* START Supplied data *
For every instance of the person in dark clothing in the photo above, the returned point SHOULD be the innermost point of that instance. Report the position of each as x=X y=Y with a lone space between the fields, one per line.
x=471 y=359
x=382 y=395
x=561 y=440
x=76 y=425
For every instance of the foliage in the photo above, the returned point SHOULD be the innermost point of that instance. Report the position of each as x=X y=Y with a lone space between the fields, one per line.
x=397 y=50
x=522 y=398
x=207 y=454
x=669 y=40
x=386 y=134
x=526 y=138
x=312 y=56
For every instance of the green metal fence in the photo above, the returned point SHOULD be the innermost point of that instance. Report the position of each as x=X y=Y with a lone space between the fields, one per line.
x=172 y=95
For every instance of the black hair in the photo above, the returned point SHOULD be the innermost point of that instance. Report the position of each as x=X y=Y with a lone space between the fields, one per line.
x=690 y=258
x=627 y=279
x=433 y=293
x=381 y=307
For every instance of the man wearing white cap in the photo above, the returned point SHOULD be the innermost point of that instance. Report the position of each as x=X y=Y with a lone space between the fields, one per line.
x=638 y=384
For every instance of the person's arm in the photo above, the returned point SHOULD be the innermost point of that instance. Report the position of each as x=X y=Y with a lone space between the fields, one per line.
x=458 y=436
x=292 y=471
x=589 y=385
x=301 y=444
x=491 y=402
* END Supplied data *
_Exercise_. Please express everything from the line containing "For every instance of the person's" down to the end of the material above as a JSON list of strings, one string per line and blank lines omitted.

_Task response_.
[
  "For every instance of the person's arm in the photo above, the returned point SHOULD be the innermost point of that instance. Report the position of each as x=X y=Y with a lone space between the fields, one per line.",
  "x=458 y=436",
  "x=292 y=471",
  "x=589 y=385",
  "x=301 y=444",
  "x=491 y=402"
]